Assignment: Please write out all of the records below exactly as they appear.

------

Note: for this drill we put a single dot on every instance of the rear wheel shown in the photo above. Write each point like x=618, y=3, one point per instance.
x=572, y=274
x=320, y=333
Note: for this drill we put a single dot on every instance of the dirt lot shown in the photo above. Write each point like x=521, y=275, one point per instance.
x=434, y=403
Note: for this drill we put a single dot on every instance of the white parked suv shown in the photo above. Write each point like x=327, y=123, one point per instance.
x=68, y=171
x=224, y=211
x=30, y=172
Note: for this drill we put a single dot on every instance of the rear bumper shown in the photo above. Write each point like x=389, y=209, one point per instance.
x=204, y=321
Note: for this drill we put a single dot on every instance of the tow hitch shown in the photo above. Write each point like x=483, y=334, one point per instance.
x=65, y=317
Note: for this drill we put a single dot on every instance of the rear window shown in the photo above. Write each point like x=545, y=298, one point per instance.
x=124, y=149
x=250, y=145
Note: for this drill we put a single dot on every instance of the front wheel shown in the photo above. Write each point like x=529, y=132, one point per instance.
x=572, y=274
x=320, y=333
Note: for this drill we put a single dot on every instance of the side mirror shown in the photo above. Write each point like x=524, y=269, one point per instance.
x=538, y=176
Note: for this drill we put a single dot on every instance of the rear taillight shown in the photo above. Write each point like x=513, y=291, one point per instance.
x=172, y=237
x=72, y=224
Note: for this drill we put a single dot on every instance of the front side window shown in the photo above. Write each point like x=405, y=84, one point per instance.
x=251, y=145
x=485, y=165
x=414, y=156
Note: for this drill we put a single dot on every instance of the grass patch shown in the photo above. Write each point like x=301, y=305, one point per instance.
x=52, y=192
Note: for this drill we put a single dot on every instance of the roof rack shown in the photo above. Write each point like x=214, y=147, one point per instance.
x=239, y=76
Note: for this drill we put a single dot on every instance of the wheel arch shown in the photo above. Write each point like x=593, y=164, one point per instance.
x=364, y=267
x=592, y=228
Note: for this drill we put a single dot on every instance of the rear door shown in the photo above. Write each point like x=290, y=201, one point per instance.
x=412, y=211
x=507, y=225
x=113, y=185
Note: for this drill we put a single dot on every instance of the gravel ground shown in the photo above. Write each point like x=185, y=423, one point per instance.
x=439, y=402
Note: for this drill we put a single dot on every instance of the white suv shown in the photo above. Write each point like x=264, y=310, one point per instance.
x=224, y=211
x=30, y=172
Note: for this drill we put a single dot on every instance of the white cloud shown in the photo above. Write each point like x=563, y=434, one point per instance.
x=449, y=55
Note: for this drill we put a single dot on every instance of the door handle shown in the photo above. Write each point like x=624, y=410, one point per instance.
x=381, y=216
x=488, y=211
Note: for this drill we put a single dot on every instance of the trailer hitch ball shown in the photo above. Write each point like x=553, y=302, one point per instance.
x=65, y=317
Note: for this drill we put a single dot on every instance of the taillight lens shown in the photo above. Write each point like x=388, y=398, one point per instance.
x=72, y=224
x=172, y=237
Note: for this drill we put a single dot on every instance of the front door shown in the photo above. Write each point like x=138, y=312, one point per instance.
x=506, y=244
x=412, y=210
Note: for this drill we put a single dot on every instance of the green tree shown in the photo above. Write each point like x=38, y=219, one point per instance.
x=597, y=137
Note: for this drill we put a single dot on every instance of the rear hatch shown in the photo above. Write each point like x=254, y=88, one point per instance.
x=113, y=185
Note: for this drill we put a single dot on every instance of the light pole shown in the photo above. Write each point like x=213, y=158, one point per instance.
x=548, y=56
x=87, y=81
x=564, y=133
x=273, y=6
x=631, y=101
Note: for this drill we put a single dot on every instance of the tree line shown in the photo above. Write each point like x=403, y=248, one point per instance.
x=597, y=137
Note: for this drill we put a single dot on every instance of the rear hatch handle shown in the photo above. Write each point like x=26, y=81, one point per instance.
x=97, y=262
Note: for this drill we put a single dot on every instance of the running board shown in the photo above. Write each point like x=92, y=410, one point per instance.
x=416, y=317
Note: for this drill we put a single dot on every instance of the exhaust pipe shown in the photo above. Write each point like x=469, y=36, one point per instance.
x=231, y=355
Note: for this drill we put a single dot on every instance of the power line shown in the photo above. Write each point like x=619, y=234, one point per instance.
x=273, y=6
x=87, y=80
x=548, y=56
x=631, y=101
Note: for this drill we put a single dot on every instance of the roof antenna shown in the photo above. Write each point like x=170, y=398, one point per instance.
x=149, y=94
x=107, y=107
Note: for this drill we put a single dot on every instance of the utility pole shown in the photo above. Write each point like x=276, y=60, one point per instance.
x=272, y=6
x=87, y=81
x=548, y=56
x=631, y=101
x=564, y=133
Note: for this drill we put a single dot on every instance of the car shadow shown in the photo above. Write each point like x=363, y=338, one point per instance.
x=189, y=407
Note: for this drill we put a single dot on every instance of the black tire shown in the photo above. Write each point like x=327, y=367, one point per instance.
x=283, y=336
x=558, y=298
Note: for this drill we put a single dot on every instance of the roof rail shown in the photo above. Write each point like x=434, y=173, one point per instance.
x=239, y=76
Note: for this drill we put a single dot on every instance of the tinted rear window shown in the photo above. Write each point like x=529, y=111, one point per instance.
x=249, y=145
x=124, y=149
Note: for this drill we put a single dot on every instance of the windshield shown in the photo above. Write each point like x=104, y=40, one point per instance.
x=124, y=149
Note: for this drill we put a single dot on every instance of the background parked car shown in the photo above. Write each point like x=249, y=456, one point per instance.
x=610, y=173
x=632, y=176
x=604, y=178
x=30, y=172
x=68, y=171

------

Finished exercise:
Note: for this drill we put a single dot on every instance of the rear wheel shown in the photo above. Write each point like x=618, y=3, one point per instance.
x=572, y=274
x=320, y=333
Note: for this drill we put a single dot on every instance of the dirt lot shown in the photo above. Write each point like x=521, y=275, one point per instance.
x=434, y=403
Note: for this drill we put a single dot on every instance of the white parked suv shown in the photo above. Write each point like x=327, y=123, one point per instance.
x=68, y=171
x=224, y=211
x=30, y=172
Note: for this drill we put a single dot on every instance of the rear bumper shown in the photo above. Write each point like x=389, y=209, one point per instance.
x=204, y=321
Note: for this drill we put a single dot on every instance of the tow hitch shown in the photo above. Write each point like x=483, y=334, one point per instance.
x=65, y=317
Note: for this drill we put a single dot on every instance of the rear window shown in the photo above. Write each point like x=545, y=298, one point per instance.
x=124, y=149
x=250, y=145
Note: for this drill we put a single dot on every instance of the front wheel shown in the photo above. Write each point like x=529, y=132, one point per instance.
x=572, y=274
x=320, y=333
Note: for this drill we put a single dot on every instance of the side mirror shown in the photo above. Write each point like x=524, y=269, one point per instance.
x=538, y=176
Note: for this drill we put a single dot on every instance of the rear taillight shown in the photo above. Write each point like x=513, y=291, one point per instance.
x=172, y=237
x=72, y=224
Note: for this drill we put a single dot on every instance of the front side window shown in the photo above. Write each point like x=405, y=84, one point per instance.
x=251, y=145
x=485, y=165
x=414, y=156
Note: for this drill we put a single dot on every instance of the grass patch shown in the photo above. Write each point like x=301, y=305, one point per instance.
x=52, y=192
Note: for this drill we put a single dot on every instance of the roof rack shown in the photo above. Write each point like x=214, y=147, one point per instance.
x=239, y=76
Note: for this drill we put a single dot on every instance of the wheel arch shown in the photo above. Write each point like x=593, y=164, one point per instance.
x=364, y=267
x=592, y=228
Note: for this drill we put a single dot on every instance of the rear door shown in the photo above. Write each point like x=290, y=201, one point per instance.
x=412, y=211
x=507, y=225
x=113, y=185
Note: for this drill we put a single dot on every instance of the gravel ground shown in the photo above. Write each point like x=185, y=423, one point per instance.
x=439, y=402
Note: for this drill we put a single dot on every instance of the white suv shown in the photo above. Write each point like x=264, y=310, one point per instance.
x=224, y=211
x=30, y=172
Note: for this drill we put a single dot on every instance of the white cloud shown in the photo above. Write each point like x=563, y=434, one point per instance.
x=449, y=55
Note: for this drill we put a single dot on every instance of the door handle shown in the photo above. Write each point like x=624, y=410, one point per instance.
x=381, y=216
x=488, y=211
Note: for this drill we put a single dot on every instance of the trailer hitch ball shown in the photo above. Write each point like x=553, y=302, one point per instance.
x=65, y=317
Note: for this drill we put a single dot on every instance of the taillight lens shown in the photo above. Write each point like x=388, y=398, one point per instance.
x=72, y=224
x=172, y=237
Note: for this drill we put a single dot on every instance of the front door shown in the photo above. Write each point like x=138, y=312, one point per instance.
x=506, y=244
x=412, y=210
Note: for this drill we put a single dot on every instance of the green tree shown in the photo above. Write each point like x=38, y=219, one point per instance.
x=597, y=137
Note: for this drill we put a single dot on every instance of the rear hatch shown in the photo above. Write each point like x=254, y=88, one point per instance.
x=113, y=185
Note: for this drill we put a single dot on every instance of the light pole shown in the photo above. Write each point like x=213, y=158, one point per instance.
x=548, y=56
x=87, y=81
x=564, y=133
x=273, y=6
x=631, y=101
Note: for this drill we put a single dot on every instance of the tree line shown in the photo above. Write each point like x=403, y=248, one point per instance.
x=597, y=137
Note: for this drill we put a single dot on every instance of the rear hatch handle shown in the photo above. Write each point like x=26, y=81, one point per instance.
x=97, y=262
Note: for this drill we put a single dot on every instance of the running board shown in the photo above. Write each point like x=92, y=410, one point per instance.
x=416, y=317
Note: for this drill we put a single dot on every instance of the exhaust pipe shown in the photo above. Write each point like x=469, y=36, one point per instance.
x=231, y=355
Note: for this drill we put a single dot on every instance of the power line shown in the photo above. Write each point like x=619, y=234, one point per instance.
x=273, y=6
x=87, y=80
x=548, y=56
x=631, y=101
Note: for this drill we put a single dot on every instance of the roof antenna shown in the photo above. Write each point like x=170, y=398, one point per instance.
x=149, y=94
x=107, y=107
Note: for this drill we put a single dot on every instance of the utility pole shown in the photo above. Write each point like x=276, y=60, one point per instance.
x=272, y=6
x=87, y=81
x=548, y=56
x=631, y=101
x=564, y=133
Note: for this drill we put a single dot on every instance of the car shadow shown in the photo above. Write each point like x=363, y=338, one point per instance.
x=189, y=407
Note: for this drill we put a single dot on every instance of the black tire shown in the photo above. Write each point like x=327, y=367, one point per instance.
x=283, y=336
x=558, y=298
Note: for this drill we put a single dot on every instance of the roof rail shown in the photo above. Write each point like x=434, y=173, one point per instance.
x=239, y=76
Note: for this drill we put a single dot on every instance of the tinted rear window shown in the photo above. Write each point like x=529, y=111, one point per instance.
x=249, y=145
x=124, y=149
Note: for this drill we put a single dot on every instance of the windshield shown in the photo above. Write each point like x=104, y=40, one point per instance.
x=124, y=149
Note: for this drill we put a single dot on every instance of the background parked car shown in the photo above. Write each point like x=249, y=456, one point per instance.
x=610, y=173
x=632, y=176
x=604, y=178
x=30, y=172
x=68, y=171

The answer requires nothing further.